### Required task
Extract every line of the data below and reproduce each one word for word, keeping the original order.

### Provided data
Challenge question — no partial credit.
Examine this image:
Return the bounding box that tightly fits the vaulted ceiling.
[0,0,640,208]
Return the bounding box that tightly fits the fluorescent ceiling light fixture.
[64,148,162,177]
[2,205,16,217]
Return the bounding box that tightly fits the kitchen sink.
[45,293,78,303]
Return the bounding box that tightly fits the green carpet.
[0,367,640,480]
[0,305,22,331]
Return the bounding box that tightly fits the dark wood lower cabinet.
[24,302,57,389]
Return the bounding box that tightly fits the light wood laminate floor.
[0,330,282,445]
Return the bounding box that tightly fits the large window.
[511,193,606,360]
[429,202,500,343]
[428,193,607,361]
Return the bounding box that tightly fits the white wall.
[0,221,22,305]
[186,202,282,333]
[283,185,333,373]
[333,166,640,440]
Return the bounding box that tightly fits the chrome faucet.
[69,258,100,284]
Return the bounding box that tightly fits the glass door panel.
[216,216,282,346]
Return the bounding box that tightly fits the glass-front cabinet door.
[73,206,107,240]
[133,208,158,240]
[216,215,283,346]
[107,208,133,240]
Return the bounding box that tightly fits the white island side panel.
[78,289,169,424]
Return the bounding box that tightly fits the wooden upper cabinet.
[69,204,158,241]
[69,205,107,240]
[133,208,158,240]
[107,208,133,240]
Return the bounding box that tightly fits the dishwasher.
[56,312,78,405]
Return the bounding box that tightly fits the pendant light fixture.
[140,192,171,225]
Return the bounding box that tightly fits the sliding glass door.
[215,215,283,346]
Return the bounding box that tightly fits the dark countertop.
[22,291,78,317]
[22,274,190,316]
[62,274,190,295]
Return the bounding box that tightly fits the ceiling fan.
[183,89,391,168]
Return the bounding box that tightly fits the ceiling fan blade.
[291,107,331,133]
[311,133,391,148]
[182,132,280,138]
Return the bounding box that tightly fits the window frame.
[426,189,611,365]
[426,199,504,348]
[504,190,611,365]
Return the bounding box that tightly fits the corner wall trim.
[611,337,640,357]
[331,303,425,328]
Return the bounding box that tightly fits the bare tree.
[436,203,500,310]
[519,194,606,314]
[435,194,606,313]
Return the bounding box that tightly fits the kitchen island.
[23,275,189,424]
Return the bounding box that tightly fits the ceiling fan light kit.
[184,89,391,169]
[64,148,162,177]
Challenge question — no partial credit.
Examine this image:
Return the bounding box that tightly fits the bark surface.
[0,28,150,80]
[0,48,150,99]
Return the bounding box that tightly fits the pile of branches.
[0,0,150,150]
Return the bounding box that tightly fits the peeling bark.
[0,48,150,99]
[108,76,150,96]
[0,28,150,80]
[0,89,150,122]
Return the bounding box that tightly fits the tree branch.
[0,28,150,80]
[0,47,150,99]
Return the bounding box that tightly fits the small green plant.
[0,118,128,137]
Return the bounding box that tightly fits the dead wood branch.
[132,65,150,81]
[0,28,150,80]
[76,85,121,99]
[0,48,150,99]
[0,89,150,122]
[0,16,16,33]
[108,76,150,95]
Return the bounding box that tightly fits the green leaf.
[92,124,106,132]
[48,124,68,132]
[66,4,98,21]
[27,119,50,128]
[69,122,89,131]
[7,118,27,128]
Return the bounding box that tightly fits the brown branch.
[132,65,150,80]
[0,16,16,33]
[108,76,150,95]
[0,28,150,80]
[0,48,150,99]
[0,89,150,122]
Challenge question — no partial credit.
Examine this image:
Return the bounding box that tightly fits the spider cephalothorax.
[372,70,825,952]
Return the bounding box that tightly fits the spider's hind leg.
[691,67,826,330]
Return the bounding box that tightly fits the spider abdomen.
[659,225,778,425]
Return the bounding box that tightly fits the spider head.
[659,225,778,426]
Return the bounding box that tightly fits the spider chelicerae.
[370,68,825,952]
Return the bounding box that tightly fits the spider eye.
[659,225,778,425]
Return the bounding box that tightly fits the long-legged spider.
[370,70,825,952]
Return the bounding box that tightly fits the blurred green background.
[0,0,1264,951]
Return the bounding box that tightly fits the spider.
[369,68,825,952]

### Solved exercise
Challenge question — no partial credit.
Examine this image:
Return the bounding box that tightly fits the vaulted ceiling.
[0,0,640,208]
Return the bounding box that tightly fits the fluorescent ceiling light fixture.
[64,148,162,177]
[2,205,16,217]
Return the bounding box that tightly fits the kitchen sink.
[45,293,78,303]
Return the bounding box that tightly fits the green carpet.
[0,367,640,480]
[0,305,22,331]
Return the bounding box that tightly fits the dark wood lower cabinet.
[24,302,57,389]
Return the bounding box that tightly fits the light wood laminate floor.
[0,330,282,445]
Return the bounding box that tightly fits the large window.
[511,193,606,360]
[429,202,500,343]
[428,193,607,361]
Return the bounding box that tightly fits the white wall.
[0,221,22,305]
[186,202,282,333]
[283,185,333,373]
[333,166,640,440]
Return the bounding box that tightly fits the chrome faucet.
[69,258,100,284]
Return the bounding box that tightly fits the glass door panel.
[216,216,282,346]
Return the bounding box that tightly fits the glass-front cabinet door.
[73,206,107,240]
[133,208,158,240]
[216,215,283,346]
[107,208,133,240]
Return the bounding box that tightly fits the white island side panel.
[78,289,169,424]
Return the bounding box that tightly fits the wooden upper cabinet.
[69,204,158,241]
[69,205,107,240]
[133,208,158,240]
[107,208,133,240]
Return the bounding box that tightly fits the dishwasher.
[56,312,78,405]
Return the bounding box that tightly fits the pendant light fixture.
[140,192,171,225]
Return the bounding box that tightly fits the sliding glass door.
[215,215,283,346]
Return the bounding box that tightly fits the dark countertop.
[22,291,78,317]
[22,274,190,316]
[62,274,190,295]
Return the bounding box that tightly fits the ceiling fan.
[183,89,391,168]
Return the bounding box that tightly fits the ceiling fan blade.
[291,107,331,133]
[311,133,391,148]
[182,132,280,138]
Return the bounding box that tightly fits the window frame.
[426,189,611,365]
[426,199,504,348]
[504,190,611,365]
Return the bounding box that tightly fits the corner wall trim.
[611,337,640,357]
[331,303,425,328]
Return the bounding box that tightly fits the bare tree.
[436,203,500,310]
[519,194,606,314]
[435,194,606,313]
Return the bounding box that tightly fits the kitchen island.
[23,275,189,424]
Return the bounding box that tightly fits the ceiling fan light kit.
[184,89,391,169]
[64,148,162,177]
Challenge question — no partial credit.
Examine this image:
Return the bounding box that tightly fits the bark surface.
[0,28,150,80]
[0,48,150,99]
Return the bounding box that tightly fits the pile of branches.
[0,0,150,150]
Return the bounding box that tightly fits the peeling bark.
[0,48,150,99]
[108,76,150,96]
[0,28,150,80]
[0,89,150,122]
Return the bounding box that tightly fits the tree branch.
[0,28,150,80]
[0,47,150,99]
Return the bounding box that tightly fits the small green plant.
[0,118,128,137]
Return the bounding box that tightly fits the dead wood branch.
[132,65,150,81]
[0,28,150,80]
[76,85,121,99]
[0,48,150,99]
[0,89,150,122]
[0,16,16,33]
[108,76,150,95]
Return the bounding box that tightly fits the green leaf.
[92,124,106,132]
[48,124,68,132]
[66,4,98,21]
[27,119,50,128]
[69,122,89,131]
[7,118,27,128]
Return the bounding box that tightly fits the brown branch.
[132,65,150,80]
[0,16,16,33]
[108,76,150,95]
[0,28,150,80]
[0,48,150,99]
[0,89,150,122]
Challenge question — no partial credit.
Examine this image:
Return the bounding box that tightly fits the spider cephalothorax.
[372,70,825,952]
Return the bounding box that tightly fits the spider's hind leg.
[691,67,826,330]
Return the bounding box that tightly fits the spider abdomen.
[659,225,778,425]
Return the bounding box that tightly fits the spider head.
[659,225,778,426]
Return the bounding box that tightly fits the spider chelicerae.
[370,68,825,952]
Return the bounding box that tightly fits the spider eye.
[659,225,778,425]
Return the bounding box that tightly fits the long-legged spider.
[370,70,825,952]
Return the bounding box that tightly fits the blurred green background.
[0,0,1264,951]
Return the bounding box that tightly fits the spider.
[369,68,825,952]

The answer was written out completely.